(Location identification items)
+++++

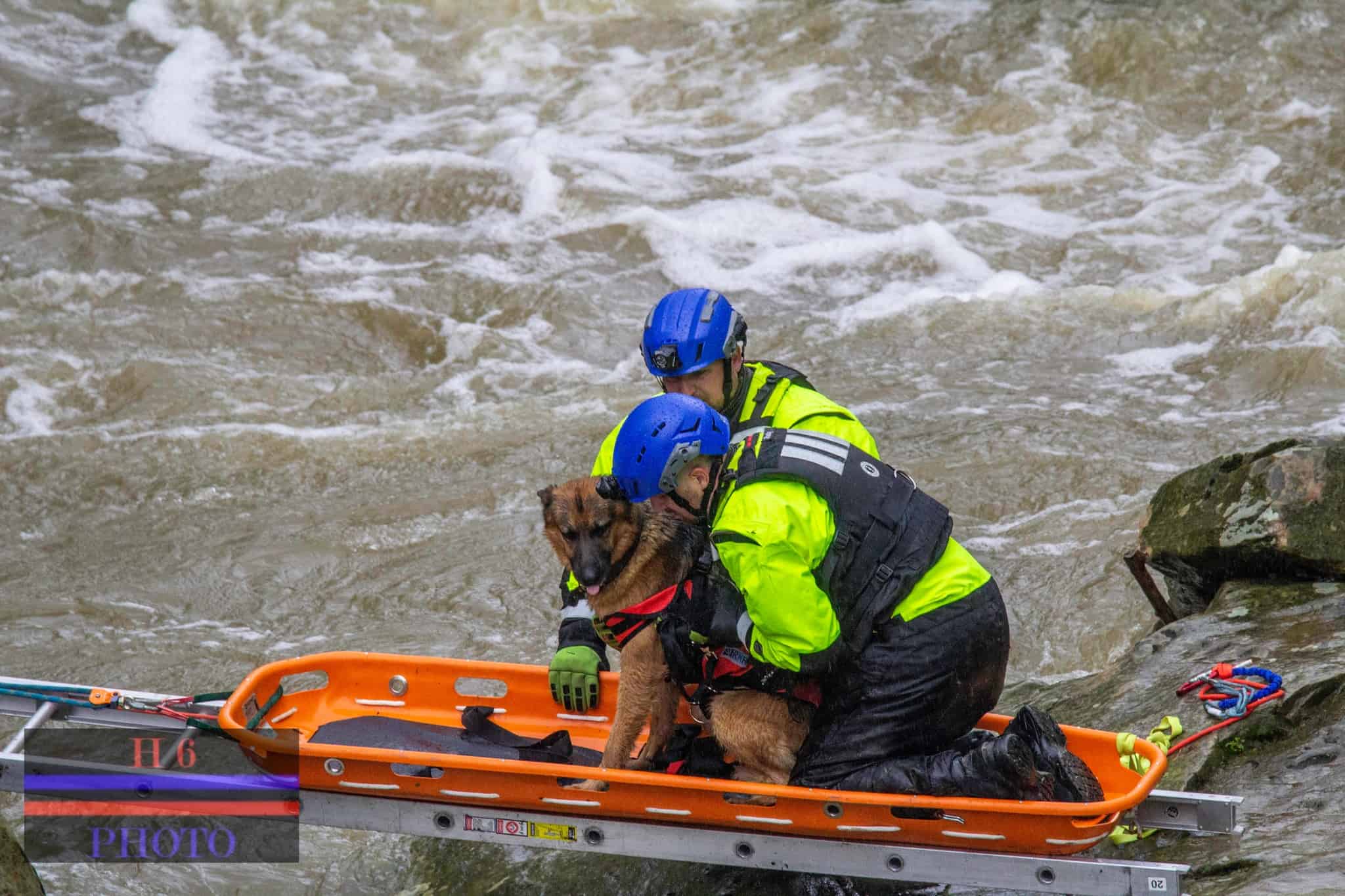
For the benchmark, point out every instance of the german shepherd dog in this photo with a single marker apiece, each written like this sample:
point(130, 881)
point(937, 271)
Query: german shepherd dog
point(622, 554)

+++++

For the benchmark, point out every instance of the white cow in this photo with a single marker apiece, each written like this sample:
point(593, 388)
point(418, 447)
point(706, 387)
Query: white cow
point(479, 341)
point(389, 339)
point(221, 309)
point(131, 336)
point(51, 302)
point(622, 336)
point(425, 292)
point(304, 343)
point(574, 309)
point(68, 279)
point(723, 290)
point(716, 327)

+++++

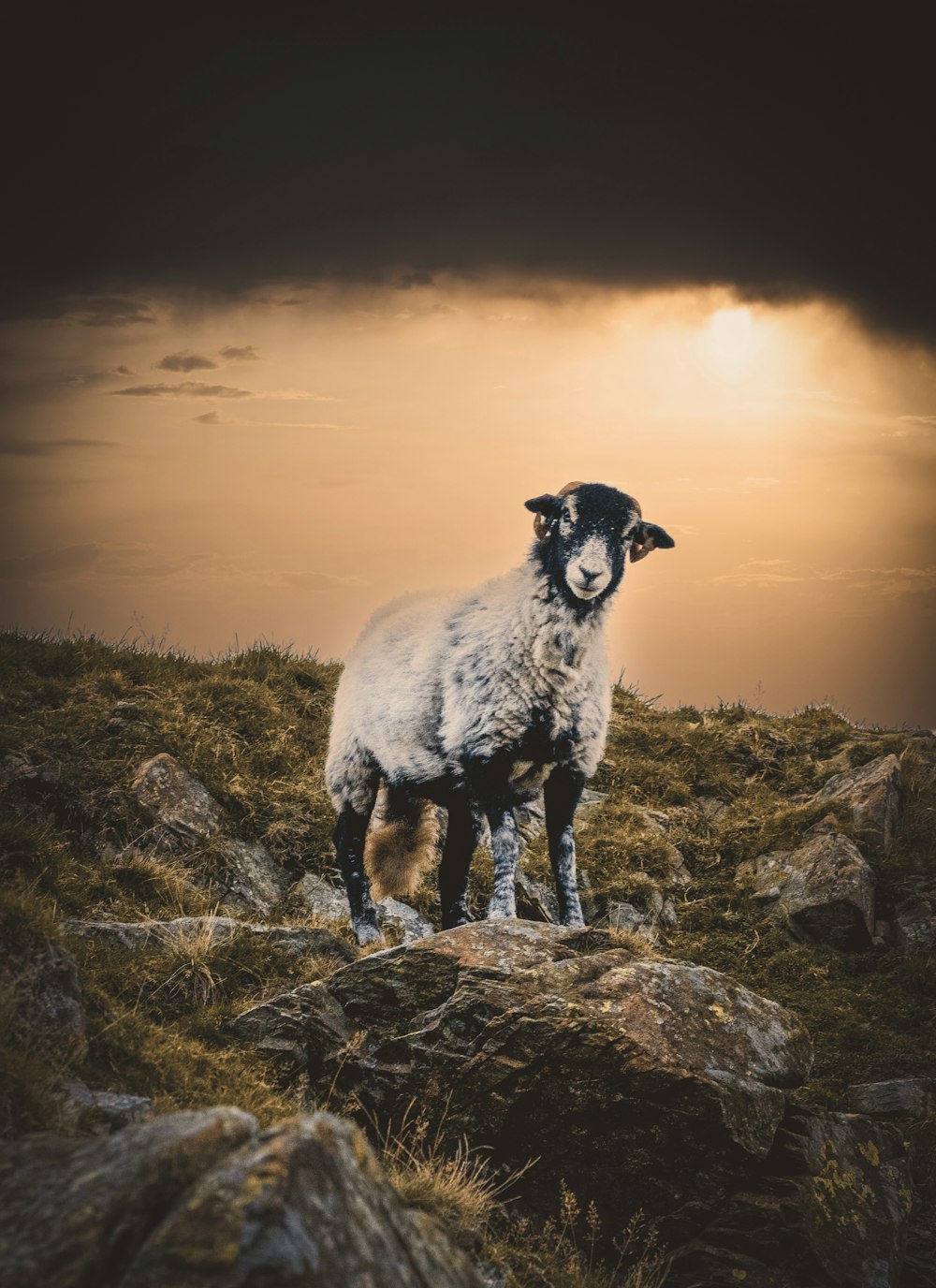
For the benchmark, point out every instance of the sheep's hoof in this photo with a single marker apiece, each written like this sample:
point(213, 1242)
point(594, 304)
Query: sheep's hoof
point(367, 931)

+++++

Problem. Express as a JSON list of strings the part of the rows above that opens with the line containing "For the benchmark, point out every instance of the white" and closes with the line containing "point(716, 327)", both included, one string per line and blank lines left out.

Correct result.
[
  "For the benchmark, point out every instance of the white cow in this photo with a single marker apiece, each written like this sample:",
  "point(593, 388)",
  "point(418, 447)",
  "point(706, 387)",
  "Query: white cow",
  "point(479, 341)",
  "point(389, 339)",
  "point(221, 309)",
  "point(131, 336)",
  "point(51, 302)",
  "point(622, 336)",
  "point(425, 292)",
  "point(304, 343)",
  "point(574, 309)",
  "point(68, 279)",
  "point(723, 290)",
  "point(716, 327)"
]